Page excerpt
──────────
Building Scalable Streaming Applications with DataStax Astra Streaming
Astra Streaming enables developers to build streaming applications on top of an elastically scalable, multi-cloud messaging and event streaming platform, powered by Apache Pulsar. DataStax Astra Streaming is currently in beta, and we’ll be releasing a full demo soon. In the meantime, this article will give you a short demo to provide a great starting point for familiarizing yourself with this powerful new streaming service.
Here’s what you will learn:
- How to create an Astra Streaming tenant, complete with namespaces, topics, and sinks
- How to produce messages for a topic that makes use of serialized Java POJOs
- How to store topic messages in a DataStax Astra database
To illustrate, we’ll use Astra Streaming to replicate (albeit crudely) the streaming object tracking information provided by the Federal Aviation Authority (FAA) to each airport. This stream reports the location of every piece of equipment at the airport (planes, fuel trucks, aircraft tow tractors, baggage carts, etc).
Let’s start building!
With Astra Streaming, not only can you feed information into the streaming “pipe”, but also store those events into various destinations (aka "sinks"), like a Kafka topic, Elastic Search, Snowflake and more. In this example, we will store the events in an AstraDB database for later analysis. This allows us to view our object tracking information in two ways:
- Where is everything located right now?
- Where has a specific object been located historically? This is useful for tracking the paths of the object over time.
To build our streaming pipeline for tracking objects in real-time and historically, we’ll have to build the following:
- An Astra Streaming tenant with a single topic
object_location
- A Java producer that will publish events to the
object_location
topic - An AstraDB database with two tables that get data from the
object_location
topic
Figure 1: All the moving parts we’ll need to build for this demo.
Continuing with our object tracking example, a single topic will feed data into two different tables: the object_location
table and object_location_history
table.
The object_location
table records only the most recent known location for an object, and the object_location_history
records all locations that an object has been located at any given time. The location history data is useful for different types of analyses, like analyzing the flow of different objects through the airport terminal.
In addition to object tracking, this approach can be used for any use case that requires the ability to see both real-time streaming data and historical data. For example, tracking stock prices where one table holds the current stock price, while another table holds the historical stock prices.
Create the database
The first step is to create the database. This is a very simple database with only two tables, which we’ll create in a keyspace called airport
to keep things simple. The tables in the airport
keyspace are object_location
which tracks where every object is at the moment (more accurately, the last known location), and object_location_history
which tracks the object's location over time, with the most recent update listed first.
──────────
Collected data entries
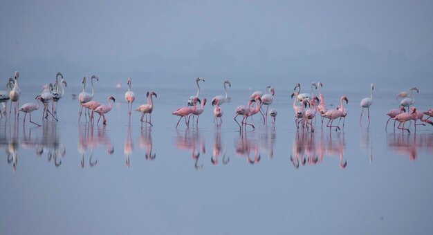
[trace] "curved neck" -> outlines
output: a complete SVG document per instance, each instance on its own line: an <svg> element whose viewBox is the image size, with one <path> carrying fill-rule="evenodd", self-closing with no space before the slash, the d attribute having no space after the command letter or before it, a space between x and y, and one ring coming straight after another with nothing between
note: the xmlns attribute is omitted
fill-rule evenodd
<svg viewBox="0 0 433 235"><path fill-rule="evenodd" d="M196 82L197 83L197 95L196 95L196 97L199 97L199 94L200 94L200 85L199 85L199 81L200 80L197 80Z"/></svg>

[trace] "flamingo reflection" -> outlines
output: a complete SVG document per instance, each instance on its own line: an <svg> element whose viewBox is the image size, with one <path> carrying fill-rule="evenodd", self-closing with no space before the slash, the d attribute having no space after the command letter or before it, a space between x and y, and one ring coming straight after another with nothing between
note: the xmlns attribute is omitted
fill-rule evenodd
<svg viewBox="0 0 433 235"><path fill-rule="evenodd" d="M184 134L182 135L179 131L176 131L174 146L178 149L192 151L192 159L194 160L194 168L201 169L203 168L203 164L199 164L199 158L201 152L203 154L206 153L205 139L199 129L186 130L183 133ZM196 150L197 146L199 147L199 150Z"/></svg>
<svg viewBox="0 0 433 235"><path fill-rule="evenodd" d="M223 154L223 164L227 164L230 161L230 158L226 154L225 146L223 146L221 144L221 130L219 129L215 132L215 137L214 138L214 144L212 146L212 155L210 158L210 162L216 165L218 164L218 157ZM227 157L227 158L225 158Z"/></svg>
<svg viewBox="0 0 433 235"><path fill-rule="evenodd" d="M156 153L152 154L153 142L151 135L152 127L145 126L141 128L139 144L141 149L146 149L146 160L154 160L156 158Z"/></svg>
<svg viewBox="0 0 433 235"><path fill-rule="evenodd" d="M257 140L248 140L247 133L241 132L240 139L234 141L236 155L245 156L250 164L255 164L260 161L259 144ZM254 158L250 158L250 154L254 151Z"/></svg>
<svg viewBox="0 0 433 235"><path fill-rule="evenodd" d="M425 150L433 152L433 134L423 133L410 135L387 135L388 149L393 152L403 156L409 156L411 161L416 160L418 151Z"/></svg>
──────────
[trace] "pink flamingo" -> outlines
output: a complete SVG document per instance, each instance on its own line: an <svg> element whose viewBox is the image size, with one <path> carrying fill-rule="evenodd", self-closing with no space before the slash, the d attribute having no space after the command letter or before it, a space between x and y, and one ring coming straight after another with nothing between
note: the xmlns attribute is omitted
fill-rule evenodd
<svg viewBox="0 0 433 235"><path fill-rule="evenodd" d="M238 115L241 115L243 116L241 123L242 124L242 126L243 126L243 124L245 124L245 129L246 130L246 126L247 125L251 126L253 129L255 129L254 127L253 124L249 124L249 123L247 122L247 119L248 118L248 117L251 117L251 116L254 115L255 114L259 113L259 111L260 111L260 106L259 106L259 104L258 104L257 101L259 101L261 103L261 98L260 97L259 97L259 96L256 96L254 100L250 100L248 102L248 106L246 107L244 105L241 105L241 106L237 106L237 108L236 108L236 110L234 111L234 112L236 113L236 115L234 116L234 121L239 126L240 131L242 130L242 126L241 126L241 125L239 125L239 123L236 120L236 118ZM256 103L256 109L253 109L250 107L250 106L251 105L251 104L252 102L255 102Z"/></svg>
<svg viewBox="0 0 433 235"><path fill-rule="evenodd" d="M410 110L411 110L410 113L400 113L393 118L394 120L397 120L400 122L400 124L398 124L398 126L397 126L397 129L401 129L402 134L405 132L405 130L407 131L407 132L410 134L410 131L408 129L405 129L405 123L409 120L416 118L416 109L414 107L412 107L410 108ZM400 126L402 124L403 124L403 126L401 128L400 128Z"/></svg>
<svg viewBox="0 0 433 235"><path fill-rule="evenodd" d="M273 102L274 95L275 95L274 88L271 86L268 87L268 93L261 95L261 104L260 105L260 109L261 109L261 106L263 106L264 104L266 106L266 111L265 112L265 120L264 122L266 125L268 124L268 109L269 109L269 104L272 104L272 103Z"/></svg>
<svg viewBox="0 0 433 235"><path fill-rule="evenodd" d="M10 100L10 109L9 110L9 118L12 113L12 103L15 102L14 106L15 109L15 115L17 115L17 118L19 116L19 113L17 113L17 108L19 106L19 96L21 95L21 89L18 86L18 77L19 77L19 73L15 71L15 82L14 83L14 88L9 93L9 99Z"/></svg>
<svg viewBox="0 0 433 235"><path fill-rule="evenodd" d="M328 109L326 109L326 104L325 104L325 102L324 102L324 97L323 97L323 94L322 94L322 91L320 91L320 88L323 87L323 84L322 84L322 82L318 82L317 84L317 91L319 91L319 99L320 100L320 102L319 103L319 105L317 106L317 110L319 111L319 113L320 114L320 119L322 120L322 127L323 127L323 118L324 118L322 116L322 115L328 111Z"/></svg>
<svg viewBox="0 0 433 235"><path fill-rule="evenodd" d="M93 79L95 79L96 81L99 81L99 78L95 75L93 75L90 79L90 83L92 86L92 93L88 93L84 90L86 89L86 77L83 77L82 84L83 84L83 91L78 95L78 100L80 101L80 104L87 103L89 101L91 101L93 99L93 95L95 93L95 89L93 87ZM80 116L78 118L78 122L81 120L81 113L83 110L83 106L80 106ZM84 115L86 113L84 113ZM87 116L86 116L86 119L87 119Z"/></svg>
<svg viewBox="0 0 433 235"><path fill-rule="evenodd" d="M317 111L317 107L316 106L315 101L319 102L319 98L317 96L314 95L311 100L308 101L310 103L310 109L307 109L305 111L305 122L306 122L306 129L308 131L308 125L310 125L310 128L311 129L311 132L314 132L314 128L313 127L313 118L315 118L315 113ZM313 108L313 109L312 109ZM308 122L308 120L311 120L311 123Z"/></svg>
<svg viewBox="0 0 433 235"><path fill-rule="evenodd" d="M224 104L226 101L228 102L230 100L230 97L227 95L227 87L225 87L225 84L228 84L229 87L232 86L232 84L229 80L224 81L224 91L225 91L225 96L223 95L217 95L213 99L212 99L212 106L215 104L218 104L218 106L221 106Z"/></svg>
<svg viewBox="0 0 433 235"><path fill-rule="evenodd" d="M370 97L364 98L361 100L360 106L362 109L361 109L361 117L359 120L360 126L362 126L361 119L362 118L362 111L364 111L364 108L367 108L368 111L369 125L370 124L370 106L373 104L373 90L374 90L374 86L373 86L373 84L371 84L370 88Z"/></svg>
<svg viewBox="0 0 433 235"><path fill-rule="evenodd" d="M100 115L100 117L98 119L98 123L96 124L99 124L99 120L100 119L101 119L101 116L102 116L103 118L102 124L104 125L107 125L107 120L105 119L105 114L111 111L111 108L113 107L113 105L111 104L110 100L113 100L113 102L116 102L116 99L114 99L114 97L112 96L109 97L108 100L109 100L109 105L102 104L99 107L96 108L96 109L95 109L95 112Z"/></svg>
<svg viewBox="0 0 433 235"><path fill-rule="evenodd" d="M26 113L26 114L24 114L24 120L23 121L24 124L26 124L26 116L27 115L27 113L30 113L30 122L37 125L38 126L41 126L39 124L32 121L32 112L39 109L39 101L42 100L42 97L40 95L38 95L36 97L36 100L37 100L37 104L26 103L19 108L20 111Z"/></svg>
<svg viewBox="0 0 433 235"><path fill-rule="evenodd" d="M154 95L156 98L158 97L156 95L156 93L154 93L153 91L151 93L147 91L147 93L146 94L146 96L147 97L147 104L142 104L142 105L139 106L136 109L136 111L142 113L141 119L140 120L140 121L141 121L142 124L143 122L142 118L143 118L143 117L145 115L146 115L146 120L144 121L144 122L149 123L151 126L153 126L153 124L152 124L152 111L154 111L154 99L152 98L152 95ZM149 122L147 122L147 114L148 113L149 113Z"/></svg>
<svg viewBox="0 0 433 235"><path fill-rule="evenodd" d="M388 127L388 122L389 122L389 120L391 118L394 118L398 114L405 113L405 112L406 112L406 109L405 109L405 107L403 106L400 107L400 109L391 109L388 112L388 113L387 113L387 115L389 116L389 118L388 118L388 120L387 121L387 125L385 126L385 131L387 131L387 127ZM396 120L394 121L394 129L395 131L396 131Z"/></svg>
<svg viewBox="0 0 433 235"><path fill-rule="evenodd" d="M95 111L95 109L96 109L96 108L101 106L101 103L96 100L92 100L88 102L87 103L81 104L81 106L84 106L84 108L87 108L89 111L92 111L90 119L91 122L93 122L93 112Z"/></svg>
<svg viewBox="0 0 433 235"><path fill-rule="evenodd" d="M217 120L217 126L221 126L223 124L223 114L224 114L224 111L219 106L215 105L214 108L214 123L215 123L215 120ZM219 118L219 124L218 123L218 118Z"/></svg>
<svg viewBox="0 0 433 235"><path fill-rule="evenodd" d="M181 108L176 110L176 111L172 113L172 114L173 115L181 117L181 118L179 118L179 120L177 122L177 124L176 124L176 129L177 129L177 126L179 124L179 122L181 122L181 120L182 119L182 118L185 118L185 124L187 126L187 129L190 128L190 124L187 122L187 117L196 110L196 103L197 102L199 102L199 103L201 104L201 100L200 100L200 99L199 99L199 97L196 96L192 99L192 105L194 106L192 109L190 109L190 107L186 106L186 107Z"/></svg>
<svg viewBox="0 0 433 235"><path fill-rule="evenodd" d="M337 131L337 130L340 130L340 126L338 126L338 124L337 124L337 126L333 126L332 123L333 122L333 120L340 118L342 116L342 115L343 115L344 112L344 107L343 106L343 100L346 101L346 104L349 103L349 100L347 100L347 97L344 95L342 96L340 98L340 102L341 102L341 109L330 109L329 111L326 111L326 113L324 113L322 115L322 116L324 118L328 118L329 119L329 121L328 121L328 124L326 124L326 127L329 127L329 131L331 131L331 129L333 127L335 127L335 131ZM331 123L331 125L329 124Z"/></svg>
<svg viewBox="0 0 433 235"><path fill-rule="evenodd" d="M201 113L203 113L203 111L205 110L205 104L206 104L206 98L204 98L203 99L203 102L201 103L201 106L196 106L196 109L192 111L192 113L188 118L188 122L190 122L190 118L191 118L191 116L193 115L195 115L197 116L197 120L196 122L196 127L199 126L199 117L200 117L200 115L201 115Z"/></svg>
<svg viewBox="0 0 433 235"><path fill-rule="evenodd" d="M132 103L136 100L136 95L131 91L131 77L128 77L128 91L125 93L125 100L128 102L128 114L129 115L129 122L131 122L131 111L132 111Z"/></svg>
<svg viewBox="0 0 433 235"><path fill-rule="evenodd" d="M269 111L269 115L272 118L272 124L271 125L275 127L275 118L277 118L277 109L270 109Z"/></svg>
──────────
Your tasks
a: Answer these questions about the Astra Streaming article:
(i) What is Astra Streaming powered by?
(ii) What keyspace holds the two tables in the database?
(iii) What does the object_location table record?
b: Write the next part of the Astra Streaming article, picking up right after its last sentence.

Solved tasks
a:
(i) Apache Pulsar.
(ii) airport.
(iii) Only the most recent known location for an object.

b:
If you are following along with your own AstraDB instance, simply create a database with the keyspace airport and then run the database/create.cql
file to create your tables. Pick a cloud provider and a region. Remember these choices as you will want to create your streaming instance in the same provider and region later.
Create a custom role
It is possible to create an access token that grants you access to all of your databases, but I highly recommend creating database-specific tokens based on custom roles. On more than one occasion, I’ve accidentally leaked security tokens into GitHub (errors that I corrected within minutes). The only thing that’s saved my bacon is the fact that the token was restricted to a single database. If you’re not familiar with the process for creating a token, I’ll show you how later in this blog.
After creating the database, click on the down arrow next to your organization name, as shown in the red square in the following image.
Figure 2. Accessing your organization settings.
This will bring up a menu. Click on the Organization Settings menu item. Once the page loads, click on the Role Management menu item on the left side of the page and press the Add Custom Role button.
Give your role a meaningful name. As you can see in the following image, I named my custom role airport-demo
. Then start selecting the permissions for your role. As this role will be specific to a database built for demo purposes, I'm being liberal with my permissions. Set your permissions to suit your needs and scroll down to access the rest of the page.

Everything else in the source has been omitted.